# [PROBLEMS TO SOLVE]
1/ Copy word for word the part of the Greenwood article starting with "Parks, who has" and going on through "Greenwood Civic Center.".
2/ Answer these questions about the Greenwood article:
(a) How many years has Parks spent in the South Carolina House of Representatives?
(b) About how many people did Obama shake hands with at the Greenwood Civic Center?
(c) What office did Edith Childs hold?
3/ Extend the Greenwood article, picking up right after its final sentence.

Sen. Bernie Sanders in Columbia, S.C. - PAUL HEINTZ
  • Paul Heintz
  • Sen. Bernie Sanders in Columbia, S.C.

Standing in the foyer of the funeral home she owns in Greenwood, S.C., Anne Parks tried last Friday morning to wrap up a phone call with a relative of a prospective client.

"Why don't you come on in here and we can set and talk about it," she said, offering to pick up the deceased at a local hospital and settle on the terms later. "We can work it out."

Parks, who has spent 17 years in the South Carolina House of Representatives, hung up and took a seat on an overstuffed couch in the parlor. She recalled the time, in May 2007, when a United States senator named Barack Obama asked her at a Democratic Party dinner what it would take to earn her endorsement.

"I said, 'Just simply come to Greenwood,'" Parks recounted. "I don't think he actually knew where Greenwood was located."

But the next month, Obama found his way to this small city of 22,000 in the northwest corner of the state and shook hands with some 40 people gathered at the Greenwood Civic Center.

"It was a gloomy day. It was raining. And he had said that he hadn't had much sleep and he didn't feel the best in the world," Parks said.

That changed near the end of the meet-and-greet, when Edith Childs, a member of the county council, launched into her signature call-and-response, as she was known to do at local political rallies.

"Fired up!" she called.

"Ready to go!" the crowd responded.

Rep. Anna Parks - PAUL HEINTZ
  • Paul Heintz
  • Rep. Anna Parks

Parks recalled Obama's reaction. "At first he looked like he was kind of confused. He didn't know what was going on," she recounted. "By the end of the chant and the cheering, he was fired up and ready to go."

Within months, Childs' chant had become a staple of Obama rallies from Des Moines to Nashua to Las Vegas — and the story of Greenwood had become a symbol of his long-shot campaign.

"It shows you what one voice can do," the future president would say. "One voice can change a room. And if a voice can change a room, it can change a city. And if it can change a city, it can change a state. And if it can change a state, it can change a nation. And if it can change a nation, it can change the world."

# [EXTRACTED DATA]
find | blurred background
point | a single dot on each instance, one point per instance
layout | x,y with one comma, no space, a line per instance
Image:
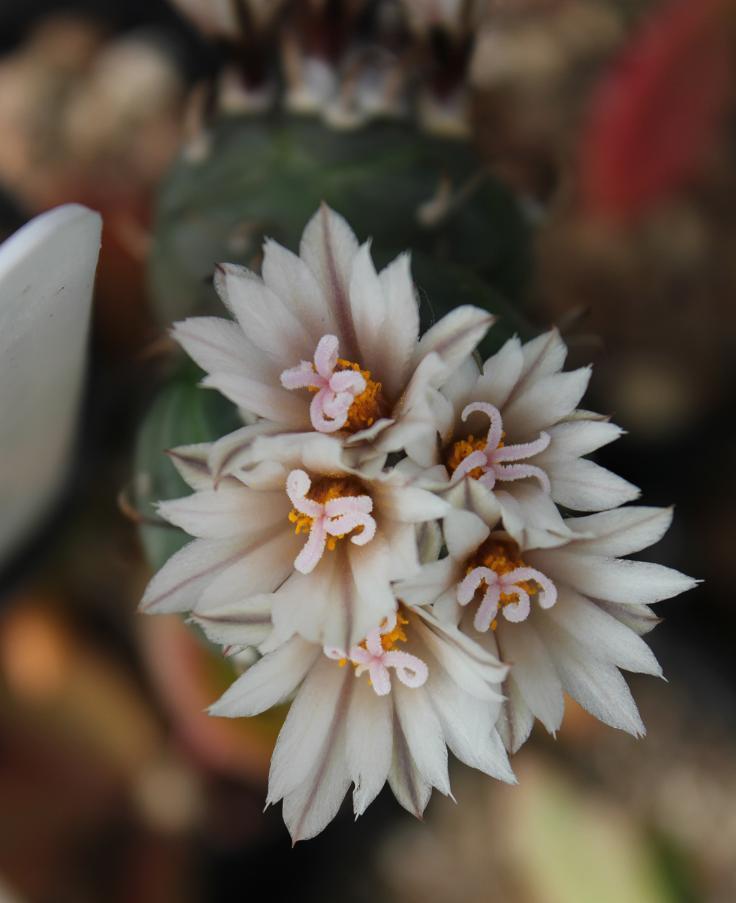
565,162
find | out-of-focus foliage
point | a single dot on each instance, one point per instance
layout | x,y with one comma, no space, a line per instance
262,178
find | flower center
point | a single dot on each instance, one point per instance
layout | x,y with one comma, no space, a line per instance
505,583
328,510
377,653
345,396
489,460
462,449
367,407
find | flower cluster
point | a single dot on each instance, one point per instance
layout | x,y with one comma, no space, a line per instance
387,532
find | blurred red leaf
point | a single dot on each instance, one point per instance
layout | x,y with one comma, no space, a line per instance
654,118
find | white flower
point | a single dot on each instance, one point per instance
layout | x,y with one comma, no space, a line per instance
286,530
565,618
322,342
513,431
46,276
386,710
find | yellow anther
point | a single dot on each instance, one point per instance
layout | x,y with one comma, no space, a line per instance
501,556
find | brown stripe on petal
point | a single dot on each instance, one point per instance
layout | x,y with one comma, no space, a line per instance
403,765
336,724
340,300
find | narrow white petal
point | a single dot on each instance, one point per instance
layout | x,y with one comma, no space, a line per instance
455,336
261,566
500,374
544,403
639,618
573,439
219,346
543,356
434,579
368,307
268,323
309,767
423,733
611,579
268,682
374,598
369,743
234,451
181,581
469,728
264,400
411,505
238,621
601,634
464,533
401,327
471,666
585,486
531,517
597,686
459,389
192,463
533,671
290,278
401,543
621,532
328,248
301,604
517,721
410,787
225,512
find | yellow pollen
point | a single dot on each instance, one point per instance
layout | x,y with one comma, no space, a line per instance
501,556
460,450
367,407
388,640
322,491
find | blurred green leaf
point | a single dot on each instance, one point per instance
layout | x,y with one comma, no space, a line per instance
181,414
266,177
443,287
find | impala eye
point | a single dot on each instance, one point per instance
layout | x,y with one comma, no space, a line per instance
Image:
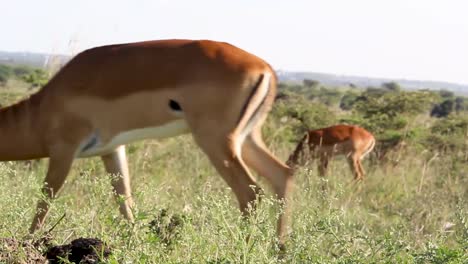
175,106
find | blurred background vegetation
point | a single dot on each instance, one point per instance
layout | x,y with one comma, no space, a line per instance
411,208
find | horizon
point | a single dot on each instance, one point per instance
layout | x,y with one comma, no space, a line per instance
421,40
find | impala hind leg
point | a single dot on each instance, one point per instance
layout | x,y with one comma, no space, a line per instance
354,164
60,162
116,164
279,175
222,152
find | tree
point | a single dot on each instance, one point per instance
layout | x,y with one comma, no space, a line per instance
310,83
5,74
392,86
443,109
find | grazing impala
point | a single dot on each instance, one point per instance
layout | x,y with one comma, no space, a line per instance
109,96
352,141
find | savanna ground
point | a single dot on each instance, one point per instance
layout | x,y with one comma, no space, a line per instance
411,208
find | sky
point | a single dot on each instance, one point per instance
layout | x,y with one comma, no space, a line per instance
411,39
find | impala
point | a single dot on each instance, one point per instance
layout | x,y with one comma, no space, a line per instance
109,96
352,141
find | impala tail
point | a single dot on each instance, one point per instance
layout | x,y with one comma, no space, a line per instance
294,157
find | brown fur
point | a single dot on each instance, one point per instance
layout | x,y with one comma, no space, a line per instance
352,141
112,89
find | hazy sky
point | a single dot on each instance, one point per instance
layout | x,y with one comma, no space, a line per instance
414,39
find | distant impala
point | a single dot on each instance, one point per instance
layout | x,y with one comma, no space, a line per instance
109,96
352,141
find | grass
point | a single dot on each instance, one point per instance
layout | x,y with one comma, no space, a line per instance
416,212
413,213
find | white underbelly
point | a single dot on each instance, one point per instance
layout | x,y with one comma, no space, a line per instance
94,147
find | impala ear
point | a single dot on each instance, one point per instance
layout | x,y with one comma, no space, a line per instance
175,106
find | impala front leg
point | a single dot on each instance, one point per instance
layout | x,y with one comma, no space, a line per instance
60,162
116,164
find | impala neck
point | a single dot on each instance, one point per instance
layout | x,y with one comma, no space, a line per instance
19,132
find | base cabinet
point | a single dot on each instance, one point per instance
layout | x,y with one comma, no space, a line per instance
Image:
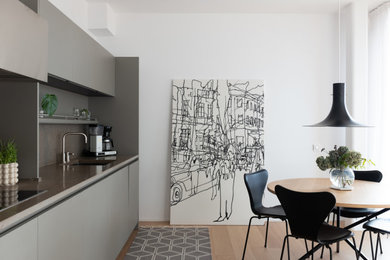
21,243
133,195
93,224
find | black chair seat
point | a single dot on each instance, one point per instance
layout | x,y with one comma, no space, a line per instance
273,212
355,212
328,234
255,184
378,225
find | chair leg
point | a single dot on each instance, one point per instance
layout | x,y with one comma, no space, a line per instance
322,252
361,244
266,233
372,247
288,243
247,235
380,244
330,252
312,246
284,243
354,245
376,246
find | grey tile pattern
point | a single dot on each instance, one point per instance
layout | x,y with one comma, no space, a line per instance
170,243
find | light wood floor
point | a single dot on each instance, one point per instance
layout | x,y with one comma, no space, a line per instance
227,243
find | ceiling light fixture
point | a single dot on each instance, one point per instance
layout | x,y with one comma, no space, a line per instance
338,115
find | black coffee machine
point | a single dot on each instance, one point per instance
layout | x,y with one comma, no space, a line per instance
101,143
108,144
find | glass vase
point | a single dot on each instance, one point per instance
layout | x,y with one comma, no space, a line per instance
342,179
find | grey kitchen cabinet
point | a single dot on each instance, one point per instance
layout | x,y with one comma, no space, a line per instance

# [YOUR WRITTEN ANSWERS]
1/
Parks, who has spent 17 years in the South Carolina House of Representatives, hung up and took a seat on an overstuffed couch in the parlor. She recalled the time, in May 2007, when a United States senator named Barack Obama asked her at a Democratic Party dinner what it would take to earn her endorsement.

"I said, 'Just simply come to Greenwood,'" Parks recounted. "I don't think he actually knew where Greenwood was located."

But the next month, Obama found his way to this small city of 22,000 in the northwest corner of the state and shook hands with some 40 people gathered at the Greenwood Civic Center.

2/
(a) 17 years.
(b) Some 40 people.
(c) She was a member of the county council.

3/
Obama would go on to defeat then-senator Hillary Clinton in the Iowa caucuses and then lose to her in New Hampshire and Nevada. In South Carolina, he pulled off a stunning upset, beating the former first lady of Arkansas 55 to 27 percent.

Here in Greenwood, Obama walked away with 70 percent of the vote — a result state Sen. Floyd Nicholson (D-Greenwood) attributes to the visit he paid the city.

"People say it's good to hear you," says Nicholson, a former mayor whose downtown office features a photograph of him with the president. "But when you take time out to come to these rural, small communities, people think a lot about that."

Sen. Floyd Nicholson - PAUL HEINTZ
  • Paul Heintz
  • Sen. Floyd Nicholson

Eight years later, another U.S. senator is hoping to replicate Obama's come-from-behind victory and defeat Clinton in a state she's traversed since her husband, Bill, won it in the 1992 primary. But the senator, Bernie Sanders of Vermont, hasn't made much headway in a place Winthrop University professor Scott Huffmon calls "Clinton country."

A poll Huffmon released last week showed Clinton leading Sanders 71 to 15 percent in South Carolina, which is scheduled to hold the fourth presidential nominating contest, on February 27. More than a third of respondents said they were not familiar enough with Sanders to form an opinion of him.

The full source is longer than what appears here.